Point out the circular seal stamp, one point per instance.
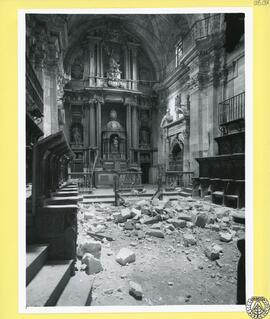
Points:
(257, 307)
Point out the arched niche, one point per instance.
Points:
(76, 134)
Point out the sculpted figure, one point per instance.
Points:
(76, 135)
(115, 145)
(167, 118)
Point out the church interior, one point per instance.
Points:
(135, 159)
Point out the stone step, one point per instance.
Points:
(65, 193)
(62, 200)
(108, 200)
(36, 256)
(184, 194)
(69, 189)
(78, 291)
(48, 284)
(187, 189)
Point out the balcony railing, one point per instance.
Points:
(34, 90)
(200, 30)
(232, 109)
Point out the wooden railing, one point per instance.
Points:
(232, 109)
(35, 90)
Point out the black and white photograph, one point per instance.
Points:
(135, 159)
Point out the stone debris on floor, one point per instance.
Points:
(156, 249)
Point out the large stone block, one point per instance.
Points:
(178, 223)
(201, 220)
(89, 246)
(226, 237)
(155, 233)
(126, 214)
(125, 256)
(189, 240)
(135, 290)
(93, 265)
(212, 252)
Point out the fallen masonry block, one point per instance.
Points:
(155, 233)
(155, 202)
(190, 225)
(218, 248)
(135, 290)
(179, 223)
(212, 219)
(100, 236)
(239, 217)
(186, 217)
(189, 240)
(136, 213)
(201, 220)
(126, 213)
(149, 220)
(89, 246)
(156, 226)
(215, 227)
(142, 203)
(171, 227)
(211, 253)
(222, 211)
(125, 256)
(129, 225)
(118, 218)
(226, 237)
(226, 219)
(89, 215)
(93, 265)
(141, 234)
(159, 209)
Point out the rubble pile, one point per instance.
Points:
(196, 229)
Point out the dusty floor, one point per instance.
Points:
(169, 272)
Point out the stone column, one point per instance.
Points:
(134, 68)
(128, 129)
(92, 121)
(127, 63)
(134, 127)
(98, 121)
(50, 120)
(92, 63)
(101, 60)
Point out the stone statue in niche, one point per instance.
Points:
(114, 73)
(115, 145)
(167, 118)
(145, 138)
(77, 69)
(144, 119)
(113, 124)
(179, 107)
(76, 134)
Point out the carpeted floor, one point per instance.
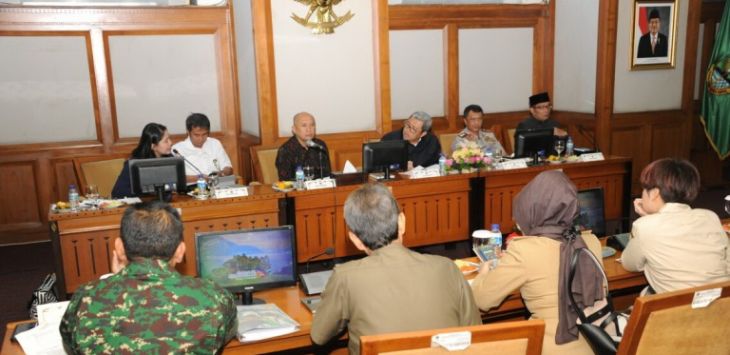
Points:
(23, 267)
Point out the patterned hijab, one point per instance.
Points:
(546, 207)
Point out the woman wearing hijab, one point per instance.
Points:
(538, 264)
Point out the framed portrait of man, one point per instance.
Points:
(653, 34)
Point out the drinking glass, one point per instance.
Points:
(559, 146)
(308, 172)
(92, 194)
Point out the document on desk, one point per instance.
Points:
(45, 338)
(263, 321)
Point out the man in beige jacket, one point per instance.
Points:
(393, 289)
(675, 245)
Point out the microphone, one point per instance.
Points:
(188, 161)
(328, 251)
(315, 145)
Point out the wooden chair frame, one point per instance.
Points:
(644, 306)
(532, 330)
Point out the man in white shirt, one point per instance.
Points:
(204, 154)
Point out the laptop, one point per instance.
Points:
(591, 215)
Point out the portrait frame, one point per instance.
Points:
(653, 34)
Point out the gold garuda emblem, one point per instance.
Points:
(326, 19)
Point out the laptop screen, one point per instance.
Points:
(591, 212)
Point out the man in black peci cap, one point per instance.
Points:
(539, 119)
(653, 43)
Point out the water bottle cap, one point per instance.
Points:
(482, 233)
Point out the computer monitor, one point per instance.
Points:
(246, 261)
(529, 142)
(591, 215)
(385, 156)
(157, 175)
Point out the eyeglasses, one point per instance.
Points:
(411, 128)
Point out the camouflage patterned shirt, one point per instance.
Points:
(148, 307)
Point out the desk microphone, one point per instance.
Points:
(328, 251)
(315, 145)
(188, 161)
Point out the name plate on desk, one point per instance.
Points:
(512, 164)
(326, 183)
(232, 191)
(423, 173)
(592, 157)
——————
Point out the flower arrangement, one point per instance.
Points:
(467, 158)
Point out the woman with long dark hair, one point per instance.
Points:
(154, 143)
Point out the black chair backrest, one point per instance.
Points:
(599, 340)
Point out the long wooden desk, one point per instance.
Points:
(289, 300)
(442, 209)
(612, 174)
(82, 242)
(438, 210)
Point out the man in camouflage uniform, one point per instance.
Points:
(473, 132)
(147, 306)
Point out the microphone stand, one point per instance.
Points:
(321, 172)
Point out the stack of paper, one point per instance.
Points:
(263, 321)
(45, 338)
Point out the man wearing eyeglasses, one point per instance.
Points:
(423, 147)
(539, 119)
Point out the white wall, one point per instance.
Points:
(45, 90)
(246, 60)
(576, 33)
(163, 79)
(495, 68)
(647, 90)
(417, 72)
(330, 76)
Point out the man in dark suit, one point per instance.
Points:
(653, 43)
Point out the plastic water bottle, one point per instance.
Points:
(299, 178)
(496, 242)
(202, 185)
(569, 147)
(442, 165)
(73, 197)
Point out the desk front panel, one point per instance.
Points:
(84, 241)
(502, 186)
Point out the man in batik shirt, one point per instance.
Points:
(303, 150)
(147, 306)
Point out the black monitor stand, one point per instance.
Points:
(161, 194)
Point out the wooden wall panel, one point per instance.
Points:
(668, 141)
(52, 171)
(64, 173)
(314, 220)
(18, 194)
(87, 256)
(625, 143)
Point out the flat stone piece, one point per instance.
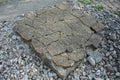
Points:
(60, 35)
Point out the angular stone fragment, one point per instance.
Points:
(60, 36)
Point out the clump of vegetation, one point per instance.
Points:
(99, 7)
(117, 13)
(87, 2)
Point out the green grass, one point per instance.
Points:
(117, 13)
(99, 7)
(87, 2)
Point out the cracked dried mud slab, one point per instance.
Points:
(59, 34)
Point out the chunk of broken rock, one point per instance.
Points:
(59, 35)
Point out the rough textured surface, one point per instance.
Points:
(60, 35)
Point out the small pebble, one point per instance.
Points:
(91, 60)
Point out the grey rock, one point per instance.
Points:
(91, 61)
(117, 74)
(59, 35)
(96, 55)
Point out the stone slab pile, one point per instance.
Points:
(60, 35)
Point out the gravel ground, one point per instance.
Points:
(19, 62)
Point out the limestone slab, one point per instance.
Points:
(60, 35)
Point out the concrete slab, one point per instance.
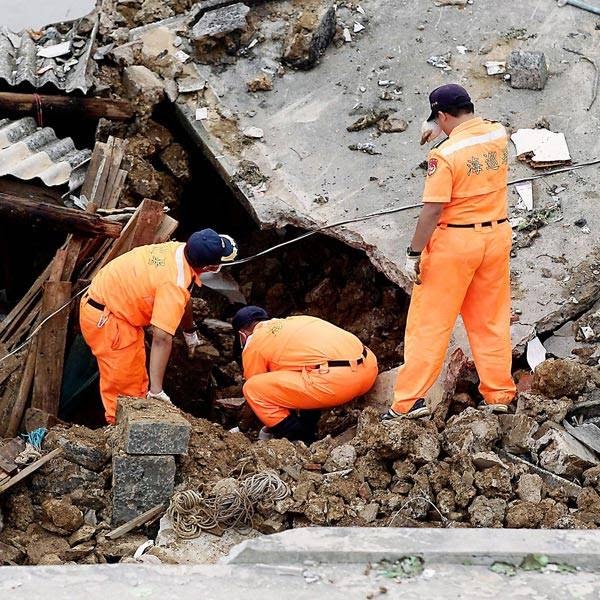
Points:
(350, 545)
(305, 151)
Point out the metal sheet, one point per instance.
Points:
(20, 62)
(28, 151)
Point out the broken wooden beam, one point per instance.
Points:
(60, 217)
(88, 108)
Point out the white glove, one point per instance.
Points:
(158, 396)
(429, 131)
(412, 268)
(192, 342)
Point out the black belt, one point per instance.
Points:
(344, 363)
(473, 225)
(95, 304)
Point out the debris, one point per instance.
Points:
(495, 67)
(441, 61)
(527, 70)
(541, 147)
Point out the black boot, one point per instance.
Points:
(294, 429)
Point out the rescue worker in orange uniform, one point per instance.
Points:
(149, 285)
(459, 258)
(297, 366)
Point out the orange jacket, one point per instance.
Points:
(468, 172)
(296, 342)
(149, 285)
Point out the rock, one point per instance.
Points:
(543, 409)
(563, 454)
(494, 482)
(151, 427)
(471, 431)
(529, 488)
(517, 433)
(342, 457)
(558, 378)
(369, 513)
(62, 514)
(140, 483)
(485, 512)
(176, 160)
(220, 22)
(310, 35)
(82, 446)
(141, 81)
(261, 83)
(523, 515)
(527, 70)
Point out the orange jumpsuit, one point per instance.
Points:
——————
» **What needs to be done**
Although the records hold pictures, the copy must not; give again exactly the lines from the one with "Point out the man in batik" through the one with "Point out the concrete".

» **Answer to this exercise**
Point out the man in batik shirt, one point per instance.
Points:
(303, 150)
(147, 306)
Point out the black monitor stand, one point per instance.
Points:
(161, 194)
Point out the wooden wall panel, one point per instance.
Points:
(668, 141)
(52, 171)
(64, 173)
(314, 220)
(18, 194)
(87, 256)
(625, 143)
Point out the flat stone piece, one point per instance.
Points:
(60, 35)
Point out the angular stone fragment, one point per instance.
Points:
(60, 36)
Point out the clump of vegetation, one point per instance.
Points:
(99, 7)
(117, 13)
(87, 2)
Point out the green grass, one point per instance.
Points:
(117, 13)
(99, 7)
(87, 2)
Point out the cracked dried mud slab, one point per instance.
Points:
(59, 34)
Point out the chunk of broken rock, one point per instance.
Points:
(59, 35)
Point out the rough textured surface, one point per instance.
Points:
(60, 35)
Point out the small pebble, one point per instance.
Points:
(91, 60)
Point out the grey rock, one point per instance.
Points:
(91, 61)
(117, 74)
(59, 35)
(96, 55)
Point out the stone slab pile, one point per instance.
Points:
(60, 35)
Point out the gravel ground, one point per instance.
Points:
(19, 62)
Point out the limestone slab, one point per instance.
Points:
(60, 35)
Point out the concrete slab, one point per instance.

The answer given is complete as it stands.